> **Extract**:
Disclosure of evidence and documents

Evidence taken by a committee and documents presented to it, and not published by the committee or presented to the Senate, may not be disclosed to any person other than a member or officer of the committee (SO 37). A committee may authorise the publication of such material. If a committee does not deliberately resolve to publish any such material, it is automatically published on presentation to the Senate. The Senate may separately authorise the disclosure of evidence or other material presented to a committee.

Persons who make a submission to a committee are routinely advised that they may not disclose their submission to other persons until the committee has resolved to publish it. To do so may be a contempt of the Senate.

The principle contained in standing order 37, that only the Senate or a committee may authorise the disclosure of material belonging to it, is elaborated in Privilege Resolution 6, which defines matters constituting contempts to include unauthorised disclosure of evidence:

A person shall not, without the authority of the Senate or a committee, publish or disclose:

  1. a document that has been prepared for the purpose of submission, and submitted, to the Senate or a committee and has been directed by the Senate or a committee to be treated as evidence taken in private session or as a document confidential to the Senate or the committee;

  2. any oral evidence taken by the Senate or a committee in private session, or a report of any such oral evidence; or

  3. any proceedings in private session of the Senate or a committee or any report of such proceedings,

unless the Senate or a committee has published, or authorised the publication of, that document, that oral evidence or a report of those proceedings (paragraph 16).

> **Requirement 1**:
List the three kinds of material that, under the extract on disclosure of evidence and documents, a person may not publish or disclose without the authority of the Senate or a committee.
> **Requirement 2**:
Carry on the extract about disclosure of Senate committee evidence and documents from the point where it ends.

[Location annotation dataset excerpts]

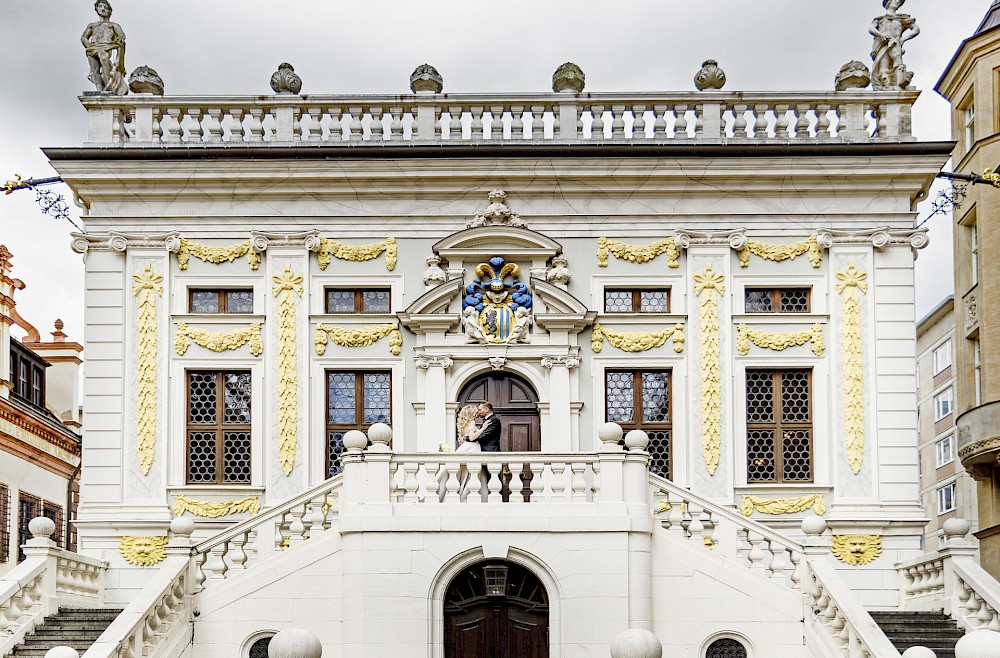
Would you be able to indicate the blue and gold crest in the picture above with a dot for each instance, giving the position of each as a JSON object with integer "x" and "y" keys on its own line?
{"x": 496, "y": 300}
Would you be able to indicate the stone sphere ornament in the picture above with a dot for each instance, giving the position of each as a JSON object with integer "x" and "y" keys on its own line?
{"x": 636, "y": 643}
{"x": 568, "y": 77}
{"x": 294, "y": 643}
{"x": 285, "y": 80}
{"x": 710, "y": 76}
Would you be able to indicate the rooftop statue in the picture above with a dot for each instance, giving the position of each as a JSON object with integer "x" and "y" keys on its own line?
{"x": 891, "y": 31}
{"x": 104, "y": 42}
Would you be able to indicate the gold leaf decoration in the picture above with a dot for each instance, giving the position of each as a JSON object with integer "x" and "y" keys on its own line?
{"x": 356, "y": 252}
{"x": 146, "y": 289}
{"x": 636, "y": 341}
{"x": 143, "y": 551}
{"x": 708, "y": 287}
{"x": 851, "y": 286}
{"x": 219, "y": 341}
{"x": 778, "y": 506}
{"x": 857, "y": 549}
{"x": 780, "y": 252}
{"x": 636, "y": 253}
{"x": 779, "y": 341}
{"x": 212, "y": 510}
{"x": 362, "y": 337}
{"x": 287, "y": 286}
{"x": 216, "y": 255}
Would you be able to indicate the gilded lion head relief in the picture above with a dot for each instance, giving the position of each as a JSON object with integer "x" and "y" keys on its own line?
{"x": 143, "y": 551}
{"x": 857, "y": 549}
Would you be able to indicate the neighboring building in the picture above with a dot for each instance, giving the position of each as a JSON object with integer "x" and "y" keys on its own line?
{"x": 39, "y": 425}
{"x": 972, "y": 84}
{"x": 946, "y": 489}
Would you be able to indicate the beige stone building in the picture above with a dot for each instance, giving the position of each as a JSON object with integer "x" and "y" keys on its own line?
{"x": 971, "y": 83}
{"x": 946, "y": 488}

---

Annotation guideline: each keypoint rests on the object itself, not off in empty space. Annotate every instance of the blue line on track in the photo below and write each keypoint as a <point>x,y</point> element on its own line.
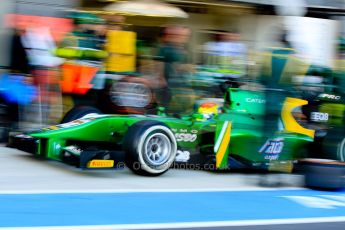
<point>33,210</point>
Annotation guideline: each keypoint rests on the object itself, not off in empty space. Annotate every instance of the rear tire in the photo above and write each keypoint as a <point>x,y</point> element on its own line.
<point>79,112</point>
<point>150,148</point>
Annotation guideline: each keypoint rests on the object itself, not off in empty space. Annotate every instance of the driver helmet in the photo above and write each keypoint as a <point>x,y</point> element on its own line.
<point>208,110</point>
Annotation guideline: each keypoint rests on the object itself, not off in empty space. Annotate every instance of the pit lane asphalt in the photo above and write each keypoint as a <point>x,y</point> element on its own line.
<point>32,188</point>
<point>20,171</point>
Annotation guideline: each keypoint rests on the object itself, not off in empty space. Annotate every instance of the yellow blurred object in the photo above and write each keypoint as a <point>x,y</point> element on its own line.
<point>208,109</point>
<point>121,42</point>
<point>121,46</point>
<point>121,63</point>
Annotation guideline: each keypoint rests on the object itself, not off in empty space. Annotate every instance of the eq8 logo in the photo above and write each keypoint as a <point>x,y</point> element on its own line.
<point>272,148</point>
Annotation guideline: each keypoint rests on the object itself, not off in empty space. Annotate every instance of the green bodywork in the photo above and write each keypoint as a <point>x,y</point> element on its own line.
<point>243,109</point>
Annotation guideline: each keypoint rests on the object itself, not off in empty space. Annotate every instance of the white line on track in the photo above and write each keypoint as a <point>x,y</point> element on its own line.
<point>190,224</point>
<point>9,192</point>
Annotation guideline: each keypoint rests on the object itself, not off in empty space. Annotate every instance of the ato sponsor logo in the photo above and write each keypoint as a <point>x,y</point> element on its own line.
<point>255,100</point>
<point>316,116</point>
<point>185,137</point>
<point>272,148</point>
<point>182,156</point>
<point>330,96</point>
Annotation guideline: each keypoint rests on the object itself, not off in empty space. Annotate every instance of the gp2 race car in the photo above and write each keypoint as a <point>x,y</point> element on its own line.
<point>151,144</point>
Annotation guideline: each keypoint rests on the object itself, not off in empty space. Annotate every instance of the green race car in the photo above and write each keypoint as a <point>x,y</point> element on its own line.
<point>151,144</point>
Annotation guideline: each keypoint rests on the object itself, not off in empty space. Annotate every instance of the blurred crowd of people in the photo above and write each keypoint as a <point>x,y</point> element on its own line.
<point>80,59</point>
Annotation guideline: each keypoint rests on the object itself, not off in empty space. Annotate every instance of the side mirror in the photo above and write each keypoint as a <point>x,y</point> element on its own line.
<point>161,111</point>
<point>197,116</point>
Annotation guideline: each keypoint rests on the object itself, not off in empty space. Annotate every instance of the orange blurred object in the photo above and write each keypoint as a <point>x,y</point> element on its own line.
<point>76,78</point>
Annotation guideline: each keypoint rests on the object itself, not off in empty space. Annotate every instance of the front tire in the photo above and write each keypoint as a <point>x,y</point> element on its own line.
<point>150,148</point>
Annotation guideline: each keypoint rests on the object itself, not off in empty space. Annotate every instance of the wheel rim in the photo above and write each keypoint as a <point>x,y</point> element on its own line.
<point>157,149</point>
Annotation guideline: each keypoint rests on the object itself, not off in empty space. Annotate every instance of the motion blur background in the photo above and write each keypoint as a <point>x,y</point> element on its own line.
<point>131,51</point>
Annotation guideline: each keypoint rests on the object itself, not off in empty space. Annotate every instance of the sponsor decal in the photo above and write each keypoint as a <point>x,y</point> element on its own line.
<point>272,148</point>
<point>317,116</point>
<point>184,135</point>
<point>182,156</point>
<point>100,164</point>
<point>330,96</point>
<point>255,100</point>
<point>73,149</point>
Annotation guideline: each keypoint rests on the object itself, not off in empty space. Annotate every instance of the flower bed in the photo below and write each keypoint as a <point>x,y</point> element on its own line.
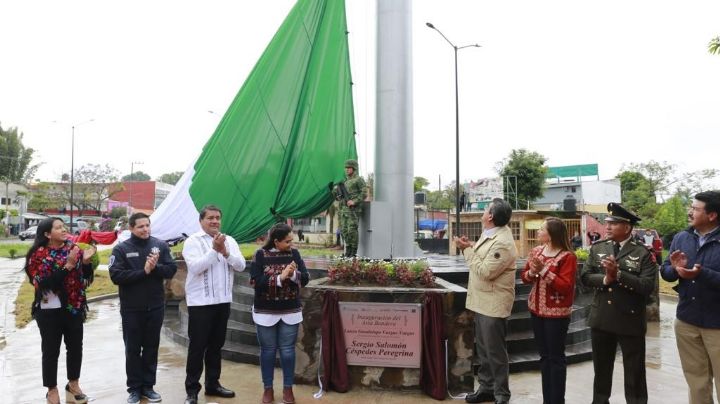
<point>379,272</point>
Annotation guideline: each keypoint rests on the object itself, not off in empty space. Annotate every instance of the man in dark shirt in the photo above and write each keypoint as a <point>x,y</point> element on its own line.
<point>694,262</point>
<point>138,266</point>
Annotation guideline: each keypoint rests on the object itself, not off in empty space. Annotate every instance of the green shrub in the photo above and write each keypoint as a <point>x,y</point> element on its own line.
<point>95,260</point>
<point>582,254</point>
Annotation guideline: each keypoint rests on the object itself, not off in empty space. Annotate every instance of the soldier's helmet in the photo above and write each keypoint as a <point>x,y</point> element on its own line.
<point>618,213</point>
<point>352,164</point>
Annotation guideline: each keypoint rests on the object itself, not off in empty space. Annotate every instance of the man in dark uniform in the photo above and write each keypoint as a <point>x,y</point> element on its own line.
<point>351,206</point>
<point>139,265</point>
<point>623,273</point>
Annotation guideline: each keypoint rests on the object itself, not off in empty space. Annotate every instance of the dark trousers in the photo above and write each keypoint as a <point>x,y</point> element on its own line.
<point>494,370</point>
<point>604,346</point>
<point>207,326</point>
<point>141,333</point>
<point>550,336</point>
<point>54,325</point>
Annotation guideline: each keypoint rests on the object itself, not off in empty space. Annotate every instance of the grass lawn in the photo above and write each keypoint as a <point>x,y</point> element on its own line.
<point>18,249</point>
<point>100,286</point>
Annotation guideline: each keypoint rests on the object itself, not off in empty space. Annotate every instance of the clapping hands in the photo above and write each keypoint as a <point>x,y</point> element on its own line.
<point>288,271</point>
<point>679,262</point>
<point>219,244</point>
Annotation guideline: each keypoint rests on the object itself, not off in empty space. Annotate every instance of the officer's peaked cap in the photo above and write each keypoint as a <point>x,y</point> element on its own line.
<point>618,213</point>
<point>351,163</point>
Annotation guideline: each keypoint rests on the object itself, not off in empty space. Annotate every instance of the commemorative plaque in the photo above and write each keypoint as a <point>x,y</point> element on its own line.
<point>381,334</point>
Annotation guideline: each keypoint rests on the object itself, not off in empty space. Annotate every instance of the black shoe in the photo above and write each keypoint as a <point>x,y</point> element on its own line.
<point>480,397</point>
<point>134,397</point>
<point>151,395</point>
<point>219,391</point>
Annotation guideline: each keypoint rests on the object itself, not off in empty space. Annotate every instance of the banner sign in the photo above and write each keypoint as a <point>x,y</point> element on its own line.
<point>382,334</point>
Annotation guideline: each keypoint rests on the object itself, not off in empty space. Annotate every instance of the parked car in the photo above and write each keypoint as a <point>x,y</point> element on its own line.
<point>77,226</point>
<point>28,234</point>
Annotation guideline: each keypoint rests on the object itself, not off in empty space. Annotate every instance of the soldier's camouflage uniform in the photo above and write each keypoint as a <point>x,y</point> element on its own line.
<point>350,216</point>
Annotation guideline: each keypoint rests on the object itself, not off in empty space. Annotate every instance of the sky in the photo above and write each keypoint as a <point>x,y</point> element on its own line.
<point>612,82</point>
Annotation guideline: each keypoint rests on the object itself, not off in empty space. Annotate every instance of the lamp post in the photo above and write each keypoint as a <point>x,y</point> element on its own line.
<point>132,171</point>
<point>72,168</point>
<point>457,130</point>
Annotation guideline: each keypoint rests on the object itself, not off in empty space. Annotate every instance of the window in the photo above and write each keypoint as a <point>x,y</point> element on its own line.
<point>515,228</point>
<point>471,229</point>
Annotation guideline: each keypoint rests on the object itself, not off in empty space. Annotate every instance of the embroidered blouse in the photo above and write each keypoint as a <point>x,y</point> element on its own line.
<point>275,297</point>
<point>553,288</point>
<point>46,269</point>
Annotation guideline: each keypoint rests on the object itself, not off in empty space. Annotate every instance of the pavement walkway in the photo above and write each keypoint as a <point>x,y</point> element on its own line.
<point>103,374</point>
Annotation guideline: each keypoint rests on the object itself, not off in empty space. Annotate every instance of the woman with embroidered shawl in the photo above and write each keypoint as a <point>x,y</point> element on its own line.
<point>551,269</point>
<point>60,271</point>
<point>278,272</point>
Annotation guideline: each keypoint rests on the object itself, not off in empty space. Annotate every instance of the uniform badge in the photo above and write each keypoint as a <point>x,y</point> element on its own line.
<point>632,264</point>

--

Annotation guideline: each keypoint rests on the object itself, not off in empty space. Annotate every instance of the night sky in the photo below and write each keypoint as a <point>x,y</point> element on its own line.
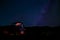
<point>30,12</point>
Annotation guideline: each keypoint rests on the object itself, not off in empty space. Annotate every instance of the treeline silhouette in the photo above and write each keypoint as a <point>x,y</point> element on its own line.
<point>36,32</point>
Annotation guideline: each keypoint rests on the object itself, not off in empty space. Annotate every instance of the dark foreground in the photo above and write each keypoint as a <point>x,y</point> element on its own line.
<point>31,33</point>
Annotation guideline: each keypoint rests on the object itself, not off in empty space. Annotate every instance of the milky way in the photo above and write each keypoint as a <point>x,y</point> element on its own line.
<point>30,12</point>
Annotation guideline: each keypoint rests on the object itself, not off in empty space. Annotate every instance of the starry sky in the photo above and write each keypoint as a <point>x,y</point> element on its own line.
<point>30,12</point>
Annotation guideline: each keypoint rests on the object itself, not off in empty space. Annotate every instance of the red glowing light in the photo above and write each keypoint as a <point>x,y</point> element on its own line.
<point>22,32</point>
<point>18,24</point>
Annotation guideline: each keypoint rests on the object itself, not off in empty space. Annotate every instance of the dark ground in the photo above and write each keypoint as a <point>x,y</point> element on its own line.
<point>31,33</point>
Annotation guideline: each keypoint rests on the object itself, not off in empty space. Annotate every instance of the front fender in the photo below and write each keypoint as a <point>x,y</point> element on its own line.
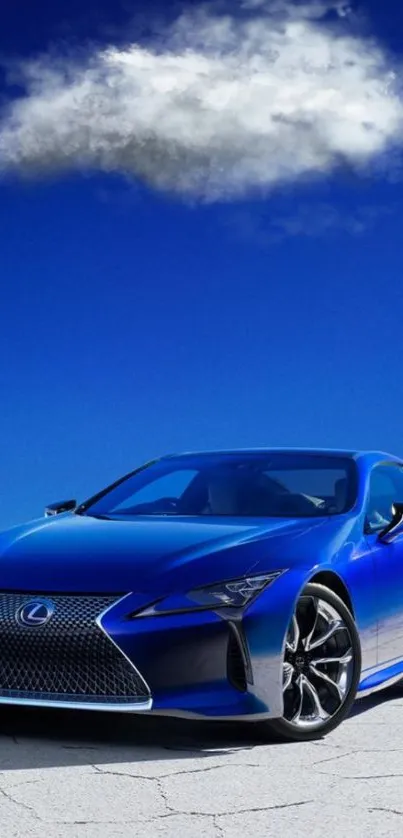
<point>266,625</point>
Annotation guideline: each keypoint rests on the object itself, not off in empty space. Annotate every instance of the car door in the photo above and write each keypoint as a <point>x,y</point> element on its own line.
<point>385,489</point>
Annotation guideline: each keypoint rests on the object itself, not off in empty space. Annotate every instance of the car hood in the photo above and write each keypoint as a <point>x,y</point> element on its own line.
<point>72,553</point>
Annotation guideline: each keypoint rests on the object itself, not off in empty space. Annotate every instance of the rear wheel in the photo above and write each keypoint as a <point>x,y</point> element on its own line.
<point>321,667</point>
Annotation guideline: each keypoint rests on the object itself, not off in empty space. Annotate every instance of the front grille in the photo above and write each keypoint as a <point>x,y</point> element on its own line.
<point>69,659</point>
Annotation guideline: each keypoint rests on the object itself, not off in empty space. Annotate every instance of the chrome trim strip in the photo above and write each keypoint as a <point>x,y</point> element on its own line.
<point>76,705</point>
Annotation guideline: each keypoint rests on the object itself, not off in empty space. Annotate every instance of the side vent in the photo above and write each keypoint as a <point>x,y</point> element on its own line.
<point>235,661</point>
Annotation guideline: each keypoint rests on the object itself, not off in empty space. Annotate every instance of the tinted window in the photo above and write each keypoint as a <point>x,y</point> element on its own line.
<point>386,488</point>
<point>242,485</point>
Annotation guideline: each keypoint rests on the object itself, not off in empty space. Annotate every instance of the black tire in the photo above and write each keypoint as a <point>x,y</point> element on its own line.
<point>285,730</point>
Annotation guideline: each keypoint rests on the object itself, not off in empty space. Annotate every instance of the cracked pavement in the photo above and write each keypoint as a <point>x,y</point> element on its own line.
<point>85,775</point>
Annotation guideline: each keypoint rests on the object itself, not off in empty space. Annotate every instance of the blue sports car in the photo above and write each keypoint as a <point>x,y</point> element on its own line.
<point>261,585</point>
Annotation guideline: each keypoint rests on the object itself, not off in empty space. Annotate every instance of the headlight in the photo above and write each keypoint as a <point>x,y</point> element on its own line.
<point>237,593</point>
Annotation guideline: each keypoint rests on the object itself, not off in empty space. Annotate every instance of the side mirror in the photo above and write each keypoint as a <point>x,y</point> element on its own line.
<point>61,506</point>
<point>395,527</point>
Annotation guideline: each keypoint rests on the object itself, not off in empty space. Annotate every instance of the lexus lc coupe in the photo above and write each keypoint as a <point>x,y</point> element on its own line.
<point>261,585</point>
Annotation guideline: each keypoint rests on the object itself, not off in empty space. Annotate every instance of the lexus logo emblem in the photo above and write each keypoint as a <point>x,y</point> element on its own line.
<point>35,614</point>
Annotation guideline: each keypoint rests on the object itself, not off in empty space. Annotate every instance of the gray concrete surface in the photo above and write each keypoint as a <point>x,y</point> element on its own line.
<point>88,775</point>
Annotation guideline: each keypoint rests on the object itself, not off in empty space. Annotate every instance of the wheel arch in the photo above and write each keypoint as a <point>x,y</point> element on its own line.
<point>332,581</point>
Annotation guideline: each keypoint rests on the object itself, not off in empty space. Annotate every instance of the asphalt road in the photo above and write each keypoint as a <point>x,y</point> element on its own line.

> **Written answer 1**:
1. A document prepared for the purpose of submission, and submitted, to the Senate or a committee that has been directed by the Senate or a committee to be treated as evidence taken in private session or as a document confidential to the Senate or the committee.
2. Any oral evidence taken by the Senate or a committee in private session, or a report of any such oral evidence.
3. Any proceedings in private session of the Senate or a committee, or any report of such proceedings.

> **Written answer 2**:
It is also an offence under section 13 of the Parliamentary Privileges Act 1987 to publish or disclose, without the authority of a House or committee, a confidential submission, oral evidence taken in camera or a report of such evidence. Such an offence may be prosecuted in the courts.

Orders of the Senate, adopted on the recommendations of the Procedure and Privileges Committees, require committees to investigate in a preliminary way any unauthorised disclosures of their unpublished materials, and form a conclusion about whether the disclosures tended to interfere with their work, before raising such disclosures as matters of privilege for investigation by the Privileges Committee (20/6/1996, J.361; 6/10/2005, J.1200-2; 17/9/2007, J.4388). For examples of action by committees under these provisions, see statement by the chair of the Senators’ Interests Committee, SD, 13/9/2006, pp 90-2; report by the Rural and Regional Affairs and Transport Committee, PP 205/2007.

All oral evidence taken in public is automatically published, but any other evidence, written or oral, requires specific authorisation by the committee or the Senate for disclosure.

Given the public interest focus of most Senate committee inquiries, it is usual for most evidence taken by a committee to be published during the course of, or at the conclusion of, the inquiry. There may be reasons why some evidence should remain confidential, including personal privacy, active litigation or possibly adverse commercial consequences.

Where an inquiry has been concluded and unpublished evidence is in the custody of the Senate (SO 25 (15)), an order of the Senate is necessary to publish it. The Senate occasionally makes such an order on the recommendation of the committee concerned (30/11/2000, J.3638). This procedure has been used for limited publication of evidence, for example, to police to assist in fraud inquiries subject to the limitation imposed by parliamentary privilege (31/8/2000, J.3181).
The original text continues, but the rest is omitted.